● What is required:
Update the records from the line containing "Target: boy in blue jersey" through the end of the records, both ends included: rewrite those lines with "drumstick" changed to "mallet" and everything else left as it is. Return only those lines.

● Provided records:
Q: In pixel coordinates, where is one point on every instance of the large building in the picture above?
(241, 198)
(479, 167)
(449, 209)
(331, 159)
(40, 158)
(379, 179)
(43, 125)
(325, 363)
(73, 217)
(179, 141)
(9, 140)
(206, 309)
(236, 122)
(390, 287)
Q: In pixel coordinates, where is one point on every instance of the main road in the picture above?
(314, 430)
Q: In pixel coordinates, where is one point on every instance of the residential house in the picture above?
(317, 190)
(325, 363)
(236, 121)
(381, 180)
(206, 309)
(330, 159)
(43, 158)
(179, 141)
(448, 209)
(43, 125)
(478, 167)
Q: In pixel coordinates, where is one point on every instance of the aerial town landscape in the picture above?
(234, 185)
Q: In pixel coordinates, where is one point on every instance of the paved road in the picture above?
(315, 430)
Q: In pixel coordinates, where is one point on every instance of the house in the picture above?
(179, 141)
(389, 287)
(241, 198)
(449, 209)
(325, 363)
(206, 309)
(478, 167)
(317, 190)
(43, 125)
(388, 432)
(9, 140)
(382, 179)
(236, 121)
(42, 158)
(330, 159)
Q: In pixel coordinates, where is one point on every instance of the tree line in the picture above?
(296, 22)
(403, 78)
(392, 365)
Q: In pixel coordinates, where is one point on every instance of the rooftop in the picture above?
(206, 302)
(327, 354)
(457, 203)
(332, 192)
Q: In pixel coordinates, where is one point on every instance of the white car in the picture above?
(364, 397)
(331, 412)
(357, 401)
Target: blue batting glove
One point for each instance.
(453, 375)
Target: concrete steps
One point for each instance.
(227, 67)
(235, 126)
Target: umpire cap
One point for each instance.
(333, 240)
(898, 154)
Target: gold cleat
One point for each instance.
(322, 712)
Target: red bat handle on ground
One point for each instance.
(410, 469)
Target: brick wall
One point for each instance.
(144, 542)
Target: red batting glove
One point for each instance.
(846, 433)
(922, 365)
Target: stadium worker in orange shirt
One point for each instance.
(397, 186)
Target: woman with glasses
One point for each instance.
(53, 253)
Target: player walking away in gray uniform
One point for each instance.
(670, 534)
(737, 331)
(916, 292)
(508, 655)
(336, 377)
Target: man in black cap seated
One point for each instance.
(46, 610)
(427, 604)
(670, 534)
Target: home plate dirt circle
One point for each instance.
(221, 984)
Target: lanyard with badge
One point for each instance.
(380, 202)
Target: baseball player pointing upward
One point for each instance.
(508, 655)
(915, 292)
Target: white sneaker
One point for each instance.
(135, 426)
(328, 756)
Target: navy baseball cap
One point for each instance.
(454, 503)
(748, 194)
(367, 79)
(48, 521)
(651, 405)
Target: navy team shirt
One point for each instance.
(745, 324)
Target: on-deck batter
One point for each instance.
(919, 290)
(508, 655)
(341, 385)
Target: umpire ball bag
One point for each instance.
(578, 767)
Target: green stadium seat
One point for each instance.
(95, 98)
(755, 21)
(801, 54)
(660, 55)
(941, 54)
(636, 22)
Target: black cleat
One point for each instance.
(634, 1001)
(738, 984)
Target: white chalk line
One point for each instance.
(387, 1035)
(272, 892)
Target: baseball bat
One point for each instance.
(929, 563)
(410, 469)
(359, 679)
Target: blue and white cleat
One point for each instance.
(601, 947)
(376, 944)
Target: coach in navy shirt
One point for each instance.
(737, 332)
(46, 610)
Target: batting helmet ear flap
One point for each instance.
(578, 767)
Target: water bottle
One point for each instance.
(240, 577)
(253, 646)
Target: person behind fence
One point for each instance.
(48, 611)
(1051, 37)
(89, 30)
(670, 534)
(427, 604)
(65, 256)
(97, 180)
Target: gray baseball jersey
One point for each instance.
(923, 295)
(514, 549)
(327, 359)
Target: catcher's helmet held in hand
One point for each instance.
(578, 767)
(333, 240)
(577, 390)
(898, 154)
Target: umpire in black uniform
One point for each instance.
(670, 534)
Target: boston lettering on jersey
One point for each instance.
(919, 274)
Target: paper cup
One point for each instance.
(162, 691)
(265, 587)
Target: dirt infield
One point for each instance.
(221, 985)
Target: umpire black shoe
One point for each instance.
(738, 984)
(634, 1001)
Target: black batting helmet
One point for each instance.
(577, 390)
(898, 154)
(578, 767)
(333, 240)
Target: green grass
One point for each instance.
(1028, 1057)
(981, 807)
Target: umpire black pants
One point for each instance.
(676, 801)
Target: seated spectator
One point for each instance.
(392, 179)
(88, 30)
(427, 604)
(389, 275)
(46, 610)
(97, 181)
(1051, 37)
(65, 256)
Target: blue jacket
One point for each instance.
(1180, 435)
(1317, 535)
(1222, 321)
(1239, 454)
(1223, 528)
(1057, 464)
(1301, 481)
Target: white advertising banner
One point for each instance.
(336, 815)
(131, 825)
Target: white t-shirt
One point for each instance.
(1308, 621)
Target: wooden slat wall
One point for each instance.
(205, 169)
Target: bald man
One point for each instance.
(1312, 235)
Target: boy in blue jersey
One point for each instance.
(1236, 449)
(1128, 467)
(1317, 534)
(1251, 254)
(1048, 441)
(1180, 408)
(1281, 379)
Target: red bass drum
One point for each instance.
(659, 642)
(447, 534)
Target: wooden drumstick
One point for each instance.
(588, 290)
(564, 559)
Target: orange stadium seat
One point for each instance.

● Answer in full:
Target: boy in blue jersey
One point for each instance.
(1236, 449)
(1128, 467)
(1317, 534)
(1251, 254)
(1048, 441)
(1180, 408)
(1281, 379)
Target: red bass drum
One point for each instance.
(659, 642)
(447, 534)
Target: wooden mallet
One point for each instance.
(588, 290)
(564, 559)
Target: orange stadium seat
One point for each instance.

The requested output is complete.